## Work instructions:
Lay out the records from the start through the line containing "[(219, 121)]" as a two-column CSV with the headers step and points. Give one row per record, with its text and its answer each in a single quoted field and line breaks replaced by spaces.

## Source data:
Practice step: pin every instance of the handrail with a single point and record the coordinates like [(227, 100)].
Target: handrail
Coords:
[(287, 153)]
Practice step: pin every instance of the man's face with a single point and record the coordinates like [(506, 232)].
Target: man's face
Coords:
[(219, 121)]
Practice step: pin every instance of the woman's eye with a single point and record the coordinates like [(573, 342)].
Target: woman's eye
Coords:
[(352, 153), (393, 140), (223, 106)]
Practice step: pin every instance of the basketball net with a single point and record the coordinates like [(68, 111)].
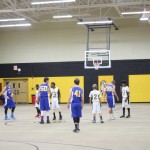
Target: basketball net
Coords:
[(96, 65)]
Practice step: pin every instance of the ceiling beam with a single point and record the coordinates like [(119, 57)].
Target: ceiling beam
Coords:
[(69, 7)]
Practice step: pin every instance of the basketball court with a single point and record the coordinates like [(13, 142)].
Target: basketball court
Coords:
[(27, 134), (96, 41)]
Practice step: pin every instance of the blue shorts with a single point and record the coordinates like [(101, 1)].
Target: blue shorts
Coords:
[(9, 103), (76, 110), (111, 101), (44, 104)]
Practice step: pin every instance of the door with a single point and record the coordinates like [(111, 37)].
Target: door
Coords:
[(20, 90)]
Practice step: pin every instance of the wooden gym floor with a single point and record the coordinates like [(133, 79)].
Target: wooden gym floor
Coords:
[(26, 133)]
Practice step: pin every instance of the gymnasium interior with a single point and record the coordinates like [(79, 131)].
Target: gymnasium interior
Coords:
[(94, 40)]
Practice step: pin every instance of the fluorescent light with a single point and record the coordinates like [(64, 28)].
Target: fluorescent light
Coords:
[(65, 16), (96, 22), (143, 19), (15, 25), (134, 13), (13, 19), (51, 2)]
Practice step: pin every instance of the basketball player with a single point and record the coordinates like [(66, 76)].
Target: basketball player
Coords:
[(43, 97), (37, 103), (76, 99), (95, 97), (9, 102), (125, 98), (55, 95), (110, 93)]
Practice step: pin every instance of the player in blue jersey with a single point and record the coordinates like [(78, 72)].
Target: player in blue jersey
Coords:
[(43, 98), (110, 92), (9, 102), (76, 101)]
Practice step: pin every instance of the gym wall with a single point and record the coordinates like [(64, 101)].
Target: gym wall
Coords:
[(63, 50), (68, 42)]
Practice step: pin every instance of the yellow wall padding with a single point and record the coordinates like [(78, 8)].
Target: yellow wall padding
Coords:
[(65, 84), (108, 80), (139, 88)]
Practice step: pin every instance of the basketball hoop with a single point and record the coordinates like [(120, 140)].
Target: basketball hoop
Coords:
[(97, 63)]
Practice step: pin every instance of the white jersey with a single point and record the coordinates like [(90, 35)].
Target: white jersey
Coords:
[(54, 92), (96, 95), (125, 90)]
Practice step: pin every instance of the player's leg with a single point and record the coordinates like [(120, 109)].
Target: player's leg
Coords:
[(47, 115), (5, 111), (123, 107), (94, 112), (74, 116), (100, 113), (57, 106), (42, 116), (42, 108), (12, 113), (79, 115), (128, 108), (53, 108)]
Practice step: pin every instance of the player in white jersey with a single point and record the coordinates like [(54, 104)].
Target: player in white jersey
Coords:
[(125, 98), (37, 103), (95, 97), (55, 95)]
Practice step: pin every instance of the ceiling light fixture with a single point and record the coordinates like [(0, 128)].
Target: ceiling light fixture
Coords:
[(96, 22), (63, 16), (52, 2), (135, 13), (143, 19), (12, 19), (15, 25)]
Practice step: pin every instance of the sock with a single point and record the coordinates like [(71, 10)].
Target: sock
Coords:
[(54, 114), (47, 118), (123, 111), (76, 126), (101, 118), (128, 111), (42, 118), (60, 114)]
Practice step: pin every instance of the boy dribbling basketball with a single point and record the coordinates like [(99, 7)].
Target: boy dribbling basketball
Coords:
[(125, 98), (95, 97), (76, 100)]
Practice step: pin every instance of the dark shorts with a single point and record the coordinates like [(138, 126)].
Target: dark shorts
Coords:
[(76, 110), (9, 103), (44, 104)]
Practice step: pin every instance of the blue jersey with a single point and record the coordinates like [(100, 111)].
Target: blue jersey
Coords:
[(109, 89), (44, 90), (76, 95), (9, 91)]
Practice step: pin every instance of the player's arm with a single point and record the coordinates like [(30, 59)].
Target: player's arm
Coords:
[(3, 91), (38, 96), (100, 100), (114, 91), (90, 98), (59, 95), (82, 98), (69, 98)]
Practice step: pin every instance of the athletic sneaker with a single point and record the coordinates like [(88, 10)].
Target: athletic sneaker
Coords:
[(41, 122), (6, 118), (101, 121), (123, 116), (48, 121), (75, 130), (60, 118), (94, 120), (128, 116), (54, 118)]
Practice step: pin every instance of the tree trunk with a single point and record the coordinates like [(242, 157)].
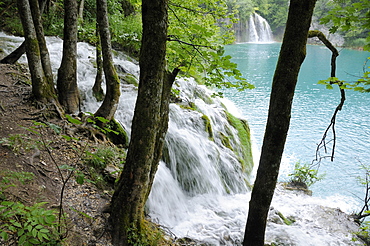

## Solution to the exercise:
step,points
"Practice step: pin every instance of the handrail with a single point and record the coordinates like [(227, 100)]. Target: handrail Coords:","[(287, 153)]"
"Practice step: pin every instance of the man's face with a single point and record the coordinates like [(506, 232)]. Target: man's face Coords:","[(219, 121)]"